*Study text:*
»»

Still Life with Woman and Four Objects (1986, 4 mins.)
Drawn and Quartered (1987, 4 mins. New HD presentation)
Following the Object to Its Logical Beginning (1987, 9 mins.)
The House of Science: a museum of false facts (1991, 30 mins. New HD presentation)

Program 2: Family Travels
One of Lynne Sachs’s most sheerly beautiful films, Which Way Is East is a simultaneously intoxicating and politically sobering diary of encounters with the sights, sounds, and people of Vietnam, as Sachs pays a visit to her sister Dana and the two set off north from Ho Chi Minh City to Hanoi. The film is paired here with a very different kind of family journey The Last Happy Day, recounting the life of Sachs’s distant cousin Sandor Lenard, a Jewish Hungarian doctor who survived the Second World War and was ultimately hired to reassemble the bones of dead American soldiers. Here Sachs journeys through time as opposed to space, as she assembles a typically colorful array of documentary and performative elements, including Sandor’s letters, a children’s performance, and highly abstracted war footage, to bring us closer to a man who bore witness to terrible things. This program also features The Last Happy Day’s brief predecessor, The Small Ones. Program running time: 73 mins.

Which Way Is East: Notebooks from Vietnam (1994, 33 mins. New HD presentation)
The Small Ones (2007, 3 mins.)
The Last Happy Day (2009, 37 mins.)

Program 3: Time Passes
Twenty years unspool over nine short films: portraits of Lynne Sachs’s children; visits with her mother, brother, niece and nephew; a tribute to the city where she lives; and scenes of sociopolitical trauma and protest. Nearly all shot on super 8mm or 16mm, and often silent, each work is at once a preservation of a moment and a record of change, seamlessly weaving together the candid and the performed gesture, the public and the private memory, in a simultaneously objective and subjective posture toward the passing of time. Program running time: 51 mins.

Photograph of Wind (2001, 4 mins.)
Tornado (2002, 4 mins.)
Noa, Noa (2006, 8 mins.)
Georgic for a Forgotten Planet (2008, 11 mins.)
Same Stream Twice (2012, 4 mins.)
Viva and Felix Growing Up (2015, 10 mins.)
Day Residue (2016, 3 mins.)
And Then We Marched (2017, 3 mins.)
Maya at 24 (2021, 4 mins. World premiere)

Program 4: Your Day Is My Night
2013, 64 mins. “This bed doesn’t necessarily belong to any one person,” someone says early in Your Day Is My Night. It could be the metaphorical thesis of this film, perhaps Lynne Sachs’s most self-effacing and meditative work. A seamless blend of closely observed verité footage, interpretive performance, and confessional monologues and interviews, the film doesn’t document so much as create a space to accommodate the stories and experiences of seven Chinese immigrants from ages 58 to 78 who live together in a “shift-bed” apartment in Manhattan’s Chinatown. Sachs’s quilted sense of form achieves a new level of refinement and delicacy in collaboration with her cameraman Sean Hanley and her editor Amanda Katz, as she works with the participants to exhume a collective history of migration and struggle.

««

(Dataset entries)
»»

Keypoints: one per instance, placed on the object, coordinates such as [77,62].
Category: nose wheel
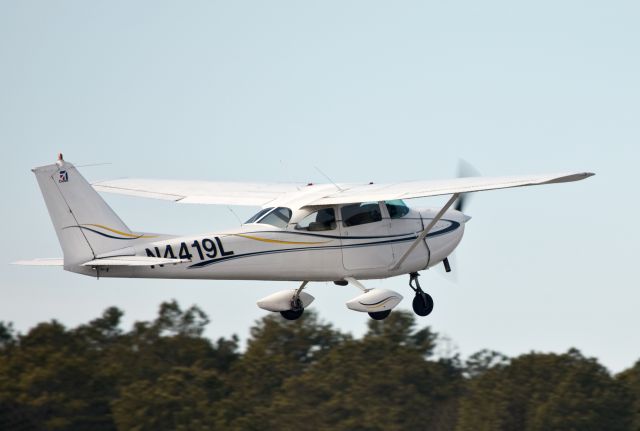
[422,302]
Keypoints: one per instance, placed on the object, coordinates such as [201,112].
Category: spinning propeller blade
[465,169]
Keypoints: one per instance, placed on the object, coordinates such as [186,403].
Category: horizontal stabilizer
[133,261]
[46,261]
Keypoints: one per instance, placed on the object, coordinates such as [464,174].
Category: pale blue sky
[380,91]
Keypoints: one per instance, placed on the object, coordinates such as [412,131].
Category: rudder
[85,224]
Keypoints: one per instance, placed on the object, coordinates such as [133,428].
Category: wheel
[292,314]
[380,315]
[422,304]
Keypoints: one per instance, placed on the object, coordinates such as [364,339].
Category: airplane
[340,233]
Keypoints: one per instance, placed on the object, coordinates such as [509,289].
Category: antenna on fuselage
[327,177]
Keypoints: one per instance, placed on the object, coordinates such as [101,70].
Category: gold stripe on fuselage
[277,241]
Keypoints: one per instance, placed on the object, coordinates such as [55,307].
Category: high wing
[287,194]
[419,189]
[199,192]
[133,261]
[43,261]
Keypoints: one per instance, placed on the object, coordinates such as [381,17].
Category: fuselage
[358,248]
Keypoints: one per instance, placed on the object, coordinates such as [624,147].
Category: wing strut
[426,230]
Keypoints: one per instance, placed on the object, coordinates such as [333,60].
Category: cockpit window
[366,212]
[259,214]
[324,219]
[278,217]
[397,208]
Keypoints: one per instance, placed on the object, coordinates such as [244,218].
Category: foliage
[303,375]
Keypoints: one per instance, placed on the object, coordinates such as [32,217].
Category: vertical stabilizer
[86,226]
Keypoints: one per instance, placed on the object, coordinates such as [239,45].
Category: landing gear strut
[296,305]
[422,302]
[379,315]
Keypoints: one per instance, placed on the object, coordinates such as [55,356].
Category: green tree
[545,392]
[180,399]
[277,350]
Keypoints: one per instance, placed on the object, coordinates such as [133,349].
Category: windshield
[259,214]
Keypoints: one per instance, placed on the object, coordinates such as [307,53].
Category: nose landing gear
[422,302]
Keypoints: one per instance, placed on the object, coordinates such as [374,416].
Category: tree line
[294,375]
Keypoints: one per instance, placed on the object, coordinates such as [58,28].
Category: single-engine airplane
[341,233]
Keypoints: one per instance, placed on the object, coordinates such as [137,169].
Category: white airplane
[342,233]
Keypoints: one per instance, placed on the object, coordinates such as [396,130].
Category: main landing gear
[297,307]
[422,302]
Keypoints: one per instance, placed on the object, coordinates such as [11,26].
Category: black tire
[422,304]
[380,315]
[292,314]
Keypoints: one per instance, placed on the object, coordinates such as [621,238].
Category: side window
[259,214]
[366,212]
[397,208]
[324,219]
[279,217]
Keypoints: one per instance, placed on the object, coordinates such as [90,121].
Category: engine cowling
[375,300]
[281,301]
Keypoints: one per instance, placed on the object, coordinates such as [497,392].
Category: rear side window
[356,214]
[259,214]
[324,219]
[397,208]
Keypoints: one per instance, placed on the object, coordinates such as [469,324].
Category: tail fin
[86,226]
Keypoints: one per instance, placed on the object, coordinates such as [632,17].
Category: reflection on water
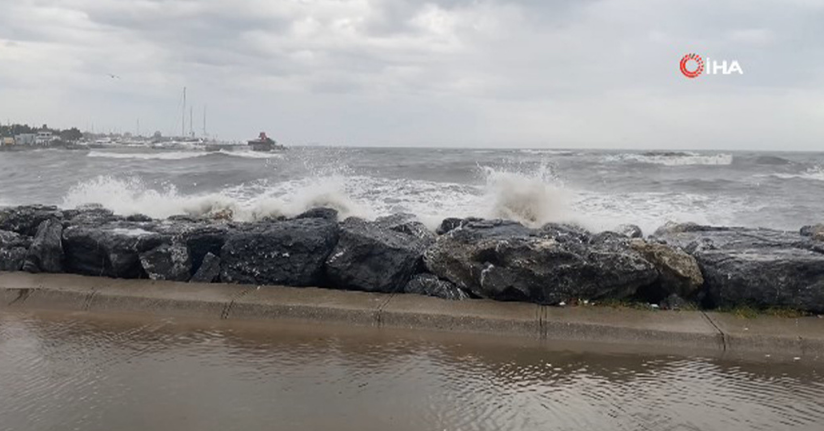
[78,372]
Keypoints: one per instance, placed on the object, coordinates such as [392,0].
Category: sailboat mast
[183,116]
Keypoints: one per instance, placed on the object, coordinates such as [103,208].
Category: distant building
[43,138]
[25,139]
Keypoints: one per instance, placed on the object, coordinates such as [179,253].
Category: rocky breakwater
[464,258]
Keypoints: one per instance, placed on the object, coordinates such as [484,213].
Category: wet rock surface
[289,252]
[13,250]
[46,251]
[758,267]
[430,285]
[503,260]
[112,249]
[209,270]
[25,220]
[374,257]
[507,261]
[167,262]
[679,272]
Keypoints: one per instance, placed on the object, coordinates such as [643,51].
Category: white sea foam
[548,152]
[673,159]
[160,155]
[131,196]
[181,155]
[532,196]
[815,173]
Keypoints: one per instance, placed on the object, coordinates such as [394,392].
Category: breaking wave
[531,197]
[181,155]
[815,173]
[131,196]
[166,155]
[673,158]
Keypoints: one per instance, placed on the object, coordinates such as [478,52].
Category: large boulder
[111,250]
[431,285]
[13,250]
[371,256]
[630,230]
[209,270]
[758,267]
[407,224]
[26,219]
[167,262]
[46,251]
[325,213]
[451,223]
[91,215]
[815,232]
[679,272]
[288,252]
[506,261]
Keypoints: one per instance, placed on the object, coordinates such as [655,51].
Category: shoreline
[691,332]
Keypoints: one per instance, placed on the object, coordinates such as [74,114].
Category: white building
[25,139]
[43,138]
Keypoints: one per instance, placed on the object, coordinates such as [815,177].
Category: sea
[595,189]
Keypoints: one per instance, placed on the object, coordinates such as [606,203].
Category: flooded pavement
[84,372]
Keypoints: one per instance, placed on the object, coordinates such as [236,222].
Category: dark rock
[13,250]
[26,219]
[203,239]
[209,270]
[430,285]
[167,262]
[374,258]
[46,251]
[629,230]
[185,218]
[673,302]
[758,267]
[290,252]
[453,223]
[112,249]
[139,217]
[408,224]
[324,213]
[507,261]
[816,232]
[680,273]
[90,215]
[570,234]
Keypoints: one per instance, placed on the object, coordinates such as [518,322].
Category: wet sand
[134,372]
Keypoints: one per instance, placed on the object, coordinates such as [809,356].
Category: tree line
[69,135]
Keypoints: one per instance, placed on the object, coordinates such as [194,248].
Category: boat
[265,143]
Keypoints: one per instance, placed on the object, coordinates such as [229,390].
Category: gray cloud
[466,73]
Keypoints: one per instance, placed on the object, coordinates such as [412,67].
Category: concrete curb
[699,332]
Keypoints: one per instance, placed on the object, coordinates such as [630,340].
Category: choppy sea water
[598,189]
[66,372]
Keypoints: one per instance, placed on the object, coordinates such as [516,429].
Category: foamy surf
[532,198]
[674,159]
[815,173]
[182,155]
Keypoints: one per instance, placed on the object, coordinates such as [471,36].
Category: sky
[474,73]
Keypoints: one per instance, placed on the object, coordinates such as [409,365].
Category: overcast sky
[528,73]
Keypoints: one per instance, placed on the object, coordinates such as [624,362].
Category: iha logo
[693,66]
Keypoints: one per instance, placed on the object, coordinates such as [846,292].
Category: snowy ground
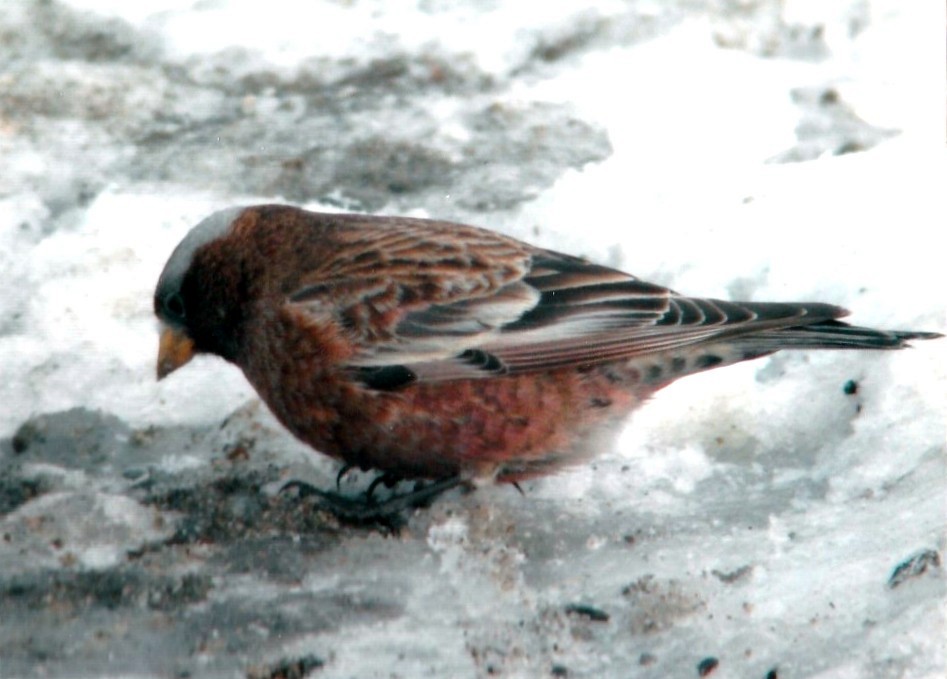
[759,515]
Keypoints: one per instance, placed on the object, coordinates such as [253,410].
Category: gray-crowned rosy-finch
[426,349]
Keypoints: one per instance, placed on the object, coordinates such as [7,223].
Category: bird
[431,350]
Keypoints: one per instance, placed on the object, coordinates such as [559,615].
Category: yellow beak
[174,350]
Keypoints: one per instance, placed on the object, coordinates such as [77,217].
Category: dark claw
[346,468]
[366,511]
[388,479]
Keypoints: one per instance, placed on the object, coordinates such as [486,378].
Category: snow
[753,513]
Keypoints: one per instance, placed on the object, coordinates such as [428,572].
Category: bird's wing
[469,305]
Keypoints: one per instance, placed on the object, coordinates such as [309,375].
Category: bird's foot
[366,510]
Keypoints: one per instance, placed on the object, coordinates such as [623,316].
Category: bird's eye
[174,306]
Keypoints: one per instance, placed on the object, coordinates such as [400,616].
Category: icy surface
[784,517]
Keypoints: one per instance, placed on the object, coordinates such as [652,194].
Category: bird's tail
[830,334]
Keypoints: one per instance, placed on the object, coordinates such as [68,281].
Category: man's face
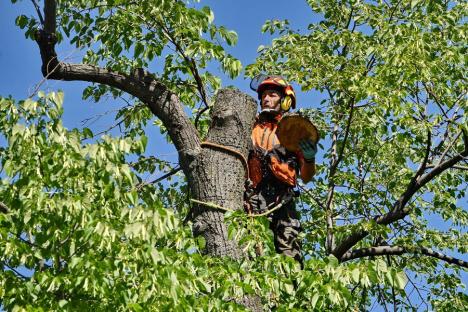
[271,100]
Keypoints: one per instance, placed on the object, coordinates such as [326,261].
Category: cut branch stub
[219,175]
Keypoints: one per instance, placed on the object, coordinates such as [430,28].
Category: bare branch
[399,250]
[163,177]
[38,10]
[163,103]
[400,209]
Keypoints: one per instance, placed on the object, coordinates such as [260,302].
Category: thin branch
[163,177]
[400,209]
[448,148]
[143,85]
[18,274]
[399,250]
[38,10]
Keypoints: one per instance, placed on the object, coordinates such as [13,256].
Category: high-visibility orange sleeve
[307,170]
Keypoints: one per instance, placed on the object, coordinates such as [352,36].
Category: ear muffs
[286,102]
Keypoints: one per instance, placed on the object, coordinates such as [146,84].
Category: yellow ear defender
[286,102]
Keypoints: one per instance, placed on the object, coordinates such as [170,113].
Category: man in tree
[273,169]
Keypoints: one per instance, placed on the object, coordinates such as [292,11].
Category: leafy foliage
[394,73]
[83,230]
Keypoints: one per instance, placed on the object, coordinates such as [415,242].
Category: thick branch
[141,84]
[399,250]
[400,208]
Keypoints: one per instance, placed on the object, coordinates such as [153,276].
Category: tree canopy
[384,220]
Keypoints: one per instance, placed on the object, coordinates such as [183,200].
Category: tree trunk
[218,175]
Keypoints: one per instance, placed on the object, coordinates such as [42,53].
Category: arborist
[273,170]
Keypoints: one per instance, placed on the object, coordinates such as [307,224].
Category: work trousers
[284,222]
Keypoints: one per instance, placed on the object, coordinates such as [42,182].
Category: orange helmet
[263,82]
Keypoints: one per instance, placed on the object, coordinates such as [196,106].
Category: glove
[308,149]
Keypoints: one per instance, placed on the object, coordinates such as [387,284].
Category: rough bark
[219,175]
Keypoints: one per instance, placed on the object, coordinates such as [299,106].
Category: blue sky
[21,64]
[20,59]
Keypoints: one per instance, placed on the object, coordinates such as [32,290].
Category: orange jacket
[265,141]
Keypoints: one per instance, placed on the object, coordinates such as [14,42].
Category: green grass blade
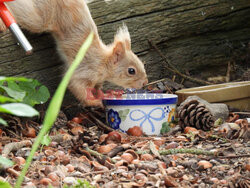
[55,105]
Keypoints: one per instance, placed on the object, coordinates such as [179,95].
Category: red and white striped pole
[10,23]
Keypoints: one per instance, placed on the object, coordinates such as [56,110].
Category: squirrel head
[128,69]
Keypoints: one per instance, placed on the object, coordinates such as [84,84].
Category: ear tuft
[118,52]
[123,36]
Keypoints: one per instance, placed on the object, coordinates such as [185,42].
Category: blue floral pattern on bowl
[113,119]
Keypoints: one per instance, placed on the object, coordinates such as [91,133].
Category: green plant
[165,128]
[55,105]
[18,94]
[4,184]
[5,162]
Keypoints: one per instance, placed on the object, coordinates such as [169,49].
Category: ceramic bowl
[147,110]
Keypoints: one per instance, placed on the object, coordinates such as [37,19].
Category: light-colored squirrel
[70,22]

««

*Tasks and exercises:*
A - Retype the stretch of the Lynne Sachs program listing from "The Small Ones (2007, 3" through "Residue (2016, 3 mins.)".
B - According to the Lynne Sachs program listing, how many Chinese immigrants share the apartment shown in Your Day Is My Night, and what ages are they?
These lines have no connection to the Lynne Sachs program listing.

*Solutions per task:*
A -
The Small Ones (2007, 3 mins.)
The Last Happy Day (2009, 37 mins.)

Program 3: Time Passes
Twenty years unspool over nine short films: portraits of Lynne Sachs’s children; visits with her mother, brother, niece and nephew; a tribute to the city where she lives; and scenes of sociopolitical trauma and protest. Nearly all shot on super 8mm or 16mm, and often silent, each work is at once a preservation of a moment and a record of change, seamlessly weaving together the candid and the performed gesture, the public and the private memory, in a simultaneously objective and subjective posture toward the passing of time. Program running time: 51 mins.

Photograph of Wind (2001, 4 mins.)
Tornado (2002, 4 mins.)
Noa, Noa (2006, 8 mins.)
Georgic for a Forgotten Planet (2008, 11 mins.)
Same Stream Twice (2012, 4 mins.)
Viva and Felix Growing Up (2015, 10 mins.)
Day Residue (2016, 3 mins.)

B - Seven Chinese immigrants, aged 58 to 78.